**选定段落**.
::::::

利用贪心算法解决背包问题

#include <stdio.h>
#include<stdlib.h>
#define MAXSIZE 100 //假设物体总数
#define M 20 //背包的载荷能力

//算法核心，
void GREEDY(float w[], float x[], int sortResult[], int n)
{
float cu = M;
int i = 0;
int temp = 0;

for (i = 0; i < n; i++)//准备输出结果
{
x[i] = 0;
}

for (i = 0; i < n; i++)
{
temp = sortResult[i];//得到取物体的顺序
if (w[temp] > cu)
{
break;
}

x[temp] = 1;//若合适则取出
cu -= w[temp];//将容量相应的改变
}

if (i <= n)//使背包充满
{
x[temp] = cu / w[temp];
}

return;
}

void sort(float tempArray[], int sortResult[], int n)

::::::

**数据摘录**.
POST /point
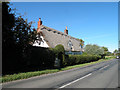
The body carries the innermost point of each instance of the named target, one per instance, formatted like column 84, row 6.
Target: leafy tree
column 93, row 49
column 17, row 34
column 81, row 43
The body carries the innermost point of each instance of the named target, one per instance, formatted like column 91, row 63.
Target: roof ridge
column 59, row 31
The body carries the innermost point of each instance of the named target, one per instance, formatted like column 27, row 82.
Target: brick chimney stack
column 66, row 31
column 39, row 24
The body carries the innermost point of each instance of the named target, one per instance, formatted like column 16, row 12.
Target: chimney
column 66, row 31
column 39, row 24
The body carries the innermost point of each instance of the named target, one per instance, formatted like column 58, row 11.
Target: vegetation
column 26, row 75
column 17, row 34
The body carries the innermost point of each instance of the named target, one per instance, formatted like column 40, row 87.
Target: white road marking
column 76, row 80
column 104, row 67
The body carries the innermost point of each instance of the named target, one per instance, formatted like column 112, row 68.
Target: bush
column 80, row 59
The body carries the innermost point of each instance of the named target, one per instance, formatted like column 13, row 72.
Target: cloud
column 99, row 36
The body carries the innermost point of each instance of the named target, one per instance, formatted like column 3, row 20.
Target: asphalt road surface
column 100, row 75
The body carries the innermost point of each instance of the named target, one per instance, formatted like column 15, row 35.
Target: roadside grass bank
column 8, row 78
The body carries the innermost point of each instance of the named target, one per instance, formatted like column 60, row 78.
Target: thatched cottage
column 49, row 37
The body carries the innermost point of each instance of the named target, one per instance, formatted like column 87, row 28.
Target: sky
column 94, row 22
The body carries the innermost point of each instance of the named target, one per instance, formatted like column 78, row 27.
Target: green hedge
column 80, row 59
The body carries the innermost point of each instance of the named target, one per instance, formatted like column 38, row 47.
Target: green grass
column 8, row 78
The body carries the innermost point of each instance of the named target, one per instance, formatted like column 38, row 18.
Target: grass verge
column 8, row 78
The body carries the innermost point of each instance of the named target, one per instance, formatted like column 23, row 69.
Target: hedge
column 80, row 59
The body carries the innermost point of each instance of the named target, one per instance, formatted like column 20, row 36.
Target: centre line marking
column 104, row 67
column 76, row 80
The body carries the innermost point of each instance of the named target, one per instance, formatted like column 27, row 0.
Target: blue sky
column 94, row 22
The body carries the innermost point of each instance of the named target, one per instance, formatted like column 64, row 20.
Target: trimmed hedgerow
column 80, row 59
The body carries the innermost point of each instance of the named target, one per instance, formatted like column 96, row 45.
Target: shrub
column 80, row 59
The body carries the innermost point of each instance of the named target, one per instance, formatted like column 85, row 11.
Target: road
column 100, row 75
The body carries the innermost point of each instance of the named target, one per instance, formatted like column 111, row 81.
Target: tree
column 81, row 43
column 17, row 34
column 93, row 49
column 115, row 52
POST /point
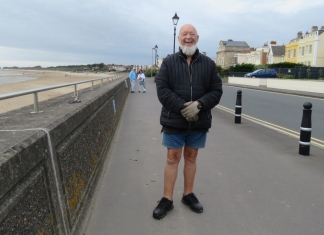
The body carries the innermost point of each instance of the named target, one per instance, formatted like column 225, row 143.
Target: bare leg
column 171, row 171
column 189, row 170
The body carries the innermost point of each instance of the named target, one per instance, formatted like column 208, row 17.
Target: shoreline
column 43, row 78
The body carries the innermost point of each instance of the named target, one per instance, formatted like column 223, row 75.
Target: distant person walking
column 132, row 77
column 141, row 83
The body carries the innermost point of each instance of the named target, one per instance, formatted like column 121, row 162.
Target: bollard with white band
column 238, row 107
column 306, row 130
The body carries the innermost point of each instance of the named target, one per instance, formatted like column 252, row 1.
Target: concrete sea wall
column 51, row 162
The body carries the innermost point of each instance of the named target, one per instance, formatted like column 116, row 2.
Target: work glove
column 191, row 109
column 193, row 119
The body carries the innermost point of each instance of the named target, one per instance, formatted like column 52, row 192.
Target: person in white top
column 141, row 79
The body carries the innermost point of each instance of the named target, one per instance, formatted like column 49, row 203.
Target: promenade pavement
column 250, row 180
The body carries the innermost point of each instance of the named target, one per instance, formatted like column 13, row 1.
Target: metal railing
column 35, row 91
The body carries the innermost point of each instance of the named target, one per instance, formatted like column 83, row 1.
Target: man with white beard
column 188, row 87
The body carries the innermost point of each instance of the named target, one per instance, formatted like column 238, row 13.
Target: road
column 280, row 109
column 250, row 179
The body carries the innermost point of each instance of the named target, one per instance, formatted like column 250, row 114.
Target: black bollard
column 238, row 107
column 305, row 130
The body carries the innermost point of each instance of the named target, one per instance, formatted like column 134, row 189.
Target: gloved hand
column 193, row 119
column 191, row 110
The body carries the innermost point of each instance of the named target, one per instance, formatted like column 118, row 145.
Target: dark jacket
column 178, row 83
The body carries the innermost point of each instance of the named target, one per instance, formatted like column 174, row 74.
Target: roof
column 278, row 50
column 235, row 44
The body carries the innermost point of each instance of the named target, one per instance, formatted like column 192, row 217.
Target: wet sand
column 43, row 79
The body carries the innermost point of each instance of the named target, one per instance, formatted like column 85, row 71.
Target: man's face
column 188, row 36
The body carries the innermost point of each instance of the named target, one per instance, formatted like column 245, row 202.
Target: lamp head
column 175, row 19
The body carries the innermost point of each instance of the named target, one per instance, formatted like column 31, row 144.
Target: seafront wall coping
column 51, row 162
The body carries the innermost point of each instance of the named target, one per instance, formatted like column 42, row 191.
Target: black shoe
column 162, row 208
column 192, row 201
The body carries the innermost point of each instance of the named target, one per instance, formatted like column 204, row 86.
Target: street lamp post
column 155, row 48
column 175, row 20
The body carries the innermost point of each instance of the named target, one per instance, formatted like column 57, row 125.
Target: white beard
column 188, row 50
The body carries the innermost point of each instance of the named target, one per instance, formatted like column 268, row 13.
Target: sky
column 74, row 32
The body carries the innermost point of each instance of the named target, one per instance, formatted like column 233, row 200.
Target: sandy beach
column 43, row 79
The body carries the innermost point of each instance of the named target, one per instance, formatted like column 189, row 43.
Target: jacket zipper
column 190, row 76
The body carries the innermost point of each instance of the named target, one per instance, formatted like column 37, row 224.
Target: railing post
column 75, row 90
column 306, row 130
column 238, row 107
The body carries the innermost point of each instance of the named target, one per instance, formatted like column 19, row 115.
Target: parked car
column 262, row 73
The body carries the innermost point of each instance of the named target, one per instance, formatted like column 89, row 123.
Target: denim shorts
column 195, row 139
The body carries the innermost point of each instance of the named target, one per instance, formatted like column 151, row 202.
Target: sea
column 13, row 77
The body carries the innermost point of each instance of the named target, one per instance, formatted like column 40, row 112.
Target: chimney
column 314, row 28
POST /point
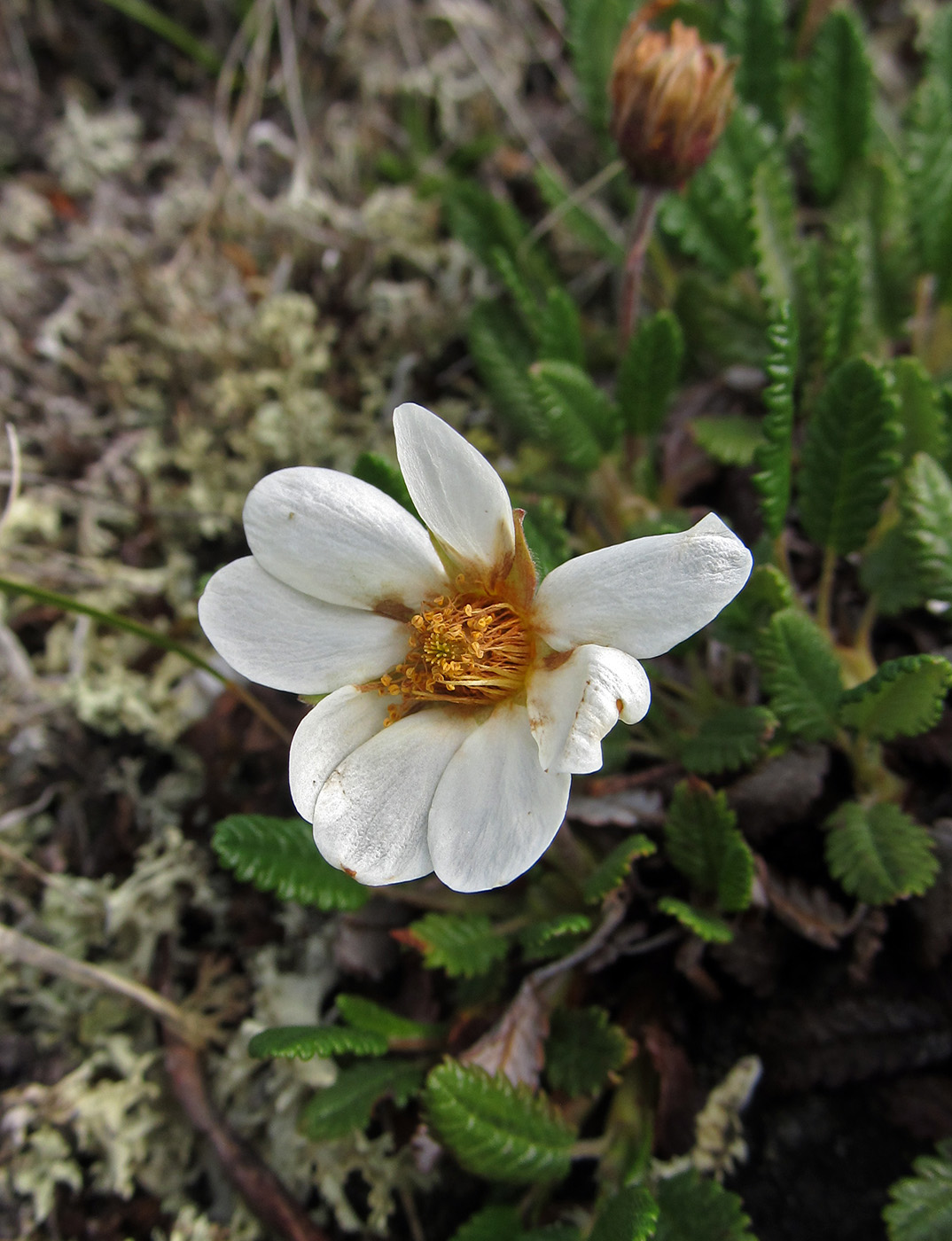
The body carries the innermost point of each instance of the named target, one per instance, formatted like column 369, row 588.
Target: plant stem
column 635, row 263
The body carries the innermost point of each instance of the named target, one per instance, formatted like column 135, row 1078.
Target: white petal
column 370, row 816
column 278, row 636
column 455, row 488
column 496, row 809
column 325, row 736
column 573, row 706
column 339, row 539
column 644, row 596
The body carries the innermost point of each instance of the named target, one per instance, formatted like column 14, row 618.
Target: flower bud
column 670, row 98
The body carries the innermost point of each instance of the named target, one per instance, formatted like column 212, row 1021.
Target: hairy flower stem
column 635, row 263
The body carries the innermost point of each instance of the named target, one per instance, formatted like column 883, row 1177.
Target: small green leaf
column 648, row 372
column 695, row 1209
column 879, row 854
column 774, row 458
column 463, row 945
column 849, row 457
column 837, row 103
column 729, row 438
column 339, row 1110
column 278, row 855
column 304, row 1042
column 701, row 839
column 734, row 738
column 800, row 674
column 628, row 1215
column 901, row 700
column 614, row 866
column 921, row 1206
column 706, row 926
column 582, row 1049
column 496, row 1129
column 363, row 1014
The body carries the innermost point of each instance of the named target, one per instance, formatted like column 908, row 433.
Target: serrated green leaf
column 706, row 926
column 378, row 472
column 648, row 372
column 496, row 1129
column 879, row 854
column 849, row 457
column 800, row 675
column 729, row 438
column 926, row 502
column 581, row 424
column 701, row 839
column 734, row 738
column 304, row 1042
column 774, row 230
column 628, row 1215
column 278, row 855
column 921, row 1206
column 694, row 1209
column 741, row 622
column 339, row 1110
column 464, row 946
column 582, row 1049
column 555, row 936
column 837, row 103
column 774, row 458
column 753, row 30
column 363, row 1014
column 614, row 866
column 901, row 700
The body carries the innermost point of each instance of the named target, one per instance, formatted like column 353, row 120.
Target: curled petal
column 340, row 540
column 496, row 810
column 575, row 704
column 325, row 736
column 644, row 596
column 456, row 490
column 370, row 816
column 278, row 636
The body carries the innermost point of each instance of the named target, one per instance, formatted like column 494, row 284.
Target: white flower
column 459, row 698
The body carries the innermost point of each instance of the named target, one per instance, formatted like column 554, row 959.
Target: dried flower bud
column 670, row 98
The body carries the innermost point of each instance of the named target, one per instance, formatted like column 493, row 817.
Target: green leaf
column 463, row 945
column 774, row 227
column 560, row 329
column 378, row 472
column 278, row 855
column 729, row 438
column 363, row 1014
column 496, row 1129
column 701, row 839
column 304, row 1042
column 339, row 1110
column 921, row 1206
column 648, row 372
column 614, row 866
column 879, row 854
column 693, row 1209
column 901, row 700
column 582, row 1049
column 581, row 422
column 837, row 102
column 800, row 675
column 849, row 457
column 926, row 502
column 734, row 738
column 628, row 1215
column 706, row 926
column 774, row 458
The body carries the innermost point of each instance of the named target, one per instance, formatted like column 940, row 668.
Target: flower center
column 467, row 648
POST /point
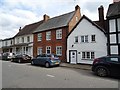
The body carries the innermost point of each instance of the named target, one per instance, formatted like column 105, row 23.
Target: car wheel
column 47, row 65
column 19, row 61
column 101, row 71
column 32, row 63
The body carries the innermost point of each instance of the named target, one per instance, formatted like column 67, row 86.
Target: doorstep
column 77, row 66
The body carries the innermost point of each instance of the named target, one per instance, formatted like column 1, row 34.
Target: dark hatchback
column 47, row 60
column 107, row 66
column 21, row 58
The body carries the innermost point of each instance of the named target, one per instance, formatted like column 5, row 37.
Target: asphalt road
column 16, row 75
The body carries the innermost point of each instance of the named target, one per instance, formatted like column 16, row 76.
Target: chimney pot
column 45, row 17
column 77, row 7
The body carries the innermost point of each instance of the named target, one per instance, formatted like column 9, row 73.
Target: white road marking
column 50, row 75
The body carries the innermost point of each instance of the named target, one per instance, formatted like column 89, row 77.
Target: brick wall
column 53, row 43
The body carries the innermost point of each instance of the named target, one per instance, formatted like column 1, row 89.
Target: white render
column 22, row 49
column 86, row 28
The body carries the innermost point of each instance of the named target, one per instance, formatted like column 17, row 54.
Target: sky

::::::

**任务说明 1**.
判断下列三项陈述是否与背包问题代码相符，每项回答"是"或"否"，并原样引用代码中起决定作用的文字：(a) 背包的载荷能力被定义为20；(b) 当物体重量大于剩余容量时，循环会继续检查下一个物体；(c) 物体总数被假设为100。
**任务说明 2**.
根据背包问题代码中的注释，说明循环结束后执行"x[temp] = cu / w[temp];"的原因，用一到三句话作答。
**任务说明 3**.
从背包问题代码最后一行"void sort(float tempArray[], int sortResult[], int n)"之后接着写下去。
这些记录取自另一来源。

**书面回答 1**.
(a) 是。"#define M 20 //背包的载荷能力"
(b) 否。"if (w[temp] > cu)"之后紧接着是"break;"，循环随即终止。
(c) 是。"#define MAXSIZE 100 //假设物体总数"

**书面回答 2**.
按照注释"使背包充满"，这一步是为了把背包装满。循环在遇到重量大于剩余容量cu的物体时跳出，随后按剩余容量与该物体重量之比，将这个物体的一部分放入背包。

**书面回答 3**.
{
int i = 0, j = 0;
int index = 0, k = 0;

for (i = 0; i < n; i++)//对映射数组赋初值0
{
sortResult[i] = 0;
}

for (i = 0; i < n; i++)
{
float temp = tempArray[i];

index = i;

//找到最大的效益并保存此时的下标
for (j = 0; j < n; j++)
{
if ((temp < tempArray[j]) && (sortResult[j] == 0))
{
temp = tempArray[j];
index = j;
}
}

//对w[i]作标记排序
if (sortResult[index] == 0)
{
sortResult[index] = ++k;
}
}

//修改效益最低的sortResult[i]标记
for (i = 0; i < n; i++)
{
if (sortResult[i] == 0)
{
sortResult[i] = ++k;
}
}

return;
}

//得到本算法的所有输入信息
void getData(float p[], float w[], int *n)
{
int i = 0;

printf("please input the total count of object: ");
scanf("%d", n);

printf("Please input array of p :\n");
for (i = 0; i < (*n); i++)
{
scanf("%f", &p[i]);
}

printf("Now please input array of w :\n");
for (i = 0; i < (*n); i++)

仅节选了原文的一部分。